> _PROMPT A_: Reproduce the rows verbatim, starting at the first line of the rows and ending at the line that contains "[[[151,362],[151,372],[156,371],[156,357],[152,354],[150,357]]]".

> _SELECTED PASSAGE_:
━━━━━━
I. The tabulated empirical data refer to a specific pressure and temperature. In that sense they are constant. Whatever pressure and temperature you're working at, ΔH°f(298K, 1 atm) has the same value. But the heat of formation at another temperature will not be the same (see below). This is important because when you use the equation for ΔG at a particular temperature, you must use the ΔH and ΔS values for that temperature, not 298K; e.g.
ΔG°(400K) = ΔH°(400K) - 400*ΔS°(400K)
Over a small temperature range, ΔH and ΔS usually don't vary much, so it is a reasonable approximation to use the 298K values at (say) 310K, but probably not at 400K.
These considerations apply equally to ΔG°, ΔH° and ΔS°, not just ΔG°. You can find tabulated values of  ΔG°f(298K, 1 atm). But you can define a standard state for G, H and S at any temperature. There is no such thing as THE standard state.
━━━━━━
> _PROMPT B_: According to the passage on standard thermodynamic quantities, which ΔH and ΔS values must be used in the equation for ΔG at a particular temperature?

> _EXTRACTED INFORMATION_:
━━━━━━
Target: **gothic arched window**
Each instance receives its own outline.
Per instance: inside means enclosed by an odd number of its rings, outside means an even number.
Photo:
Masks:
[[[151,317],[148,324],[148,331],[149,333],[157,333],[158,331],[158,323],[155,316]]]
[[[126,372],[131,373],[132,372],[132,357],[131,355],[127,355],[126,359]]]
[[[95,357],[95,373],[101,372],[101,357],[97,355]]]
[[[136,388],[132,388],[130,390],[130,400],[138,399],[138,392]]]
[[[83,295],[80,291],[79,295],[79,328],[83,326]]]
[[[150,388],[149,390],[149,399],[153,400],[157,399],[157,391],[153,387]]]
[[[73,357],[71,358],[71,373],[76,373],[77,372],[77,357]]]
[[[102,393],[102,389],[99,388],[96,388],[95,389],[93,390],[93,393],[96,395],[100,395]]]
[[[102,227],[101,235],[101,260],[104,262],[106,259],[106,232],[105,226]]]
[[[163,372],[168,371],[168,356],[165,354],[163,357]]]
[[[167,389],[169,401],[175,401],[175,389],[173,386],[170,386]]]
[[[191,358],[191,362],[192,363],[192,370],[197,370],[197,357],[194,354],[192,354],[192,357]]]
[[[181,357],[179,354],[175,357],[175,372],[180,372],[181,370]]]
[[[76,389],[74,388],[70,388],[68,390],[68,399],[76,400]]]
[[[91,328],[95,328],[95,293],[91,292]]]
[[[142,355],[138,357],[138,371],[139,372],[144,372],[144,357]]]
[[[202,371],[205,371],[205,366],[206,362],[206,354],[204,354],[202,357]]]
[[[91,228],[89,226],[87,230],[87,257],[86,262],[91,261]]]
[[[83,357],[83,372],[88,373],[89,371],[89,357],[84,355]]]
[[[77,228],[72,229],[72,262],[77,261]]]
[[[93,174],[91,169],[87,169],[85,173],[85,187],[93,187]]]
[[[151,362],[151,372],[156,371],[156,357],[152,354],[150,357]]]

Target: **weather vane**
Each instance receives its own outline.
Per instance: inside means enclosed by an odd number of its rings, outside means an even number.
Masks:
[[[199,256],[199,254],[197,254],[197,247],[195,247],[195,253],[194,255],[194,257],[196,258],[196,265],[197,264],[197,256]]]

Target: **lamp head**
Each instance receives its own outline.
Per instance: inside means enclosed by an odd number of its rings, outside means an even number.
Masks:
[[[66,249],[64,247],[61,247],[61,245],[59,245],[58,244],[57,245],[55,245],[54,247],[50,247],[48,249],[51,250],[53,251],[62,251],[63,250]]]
━━━━━━
> _FINAL ANSWER A_:
Target: **gothic arched window**
Each instance receives its own outline.
Per instance: inside means enclosed by an odd number of its rings, outside means an even number.
Photo:
Masks:
[[[151,317],[148,324],[148,331],[149,333],[157,333],[158,331],[158,323],[155,316]]]
[[[126,372],[131,373],[132,372],[132,357],[131,355],[127,355],[126,359]]]
[[[95,357],[95,373],[101,372],[101,357],[97,355]]]
[[[136,388],[132,388],[130,390],[130,400],[138,399],[138,392]]]
[[[83,295],[80,291],[79,295],[79,328],[83,326]]]
[[[150,388],[149,390],[149,399],[153,400],[157,399],[157,391],[153,387]]]
[[[73,357],[71,358],[71,373],[76,373],[77,372],[77,357]]]
[[[102,393],[102,389],[99,388],[96,388],[95,389],[93,390],[93,393],[96,395],[100,395]]]
[[[102,227],[101,235],[101,260],[104,262],[106,259],[106,232],[105,226]]]
[[[163,372],[168,371],[168,356],[165,354],[163,357]]]
[[[167,389],[169,401],[175,401],[175,389],[173,386],[170,386]]]
[[[191,358],[191,362],[192,363],[192,370],[197,370],[197,357],[194,354],[192,354],[192,357]]]
[[[181,357],[179,354],[175,357],[175,372],[180,372],[181,370]]]
[[[76,389],[74,388],[70,388],[68,390],[68,399],[76,400]]]
[[[91,328],[95,328],[95,293],[91,292]]]
[[[142,355],[138,357],[138,371],[139,372],[144,372],[144,357]]]
[[[202,371],[205,371],[205,366],[206,362],[206,354],[204,354],[202,357]]]
[[[91,228],[89,226],[87,230],[87,257],[86,262],[91,261]]]
[[[83,357],[83,372],[88,373],[89,371],[89,357],[84,355]]]
[[[77,228],[72,229],[72,262],[77,261]]]
[[[93,174],[91,169],[87,169],[85,173],[85,187],[93,187]]]
[[[151,362],[151,372],[156,371],[156,357],[152,354],[150,357]]]

> _FINAL ANSWER B_: The ΔH and ΔS values for that temperature, not the 298K values.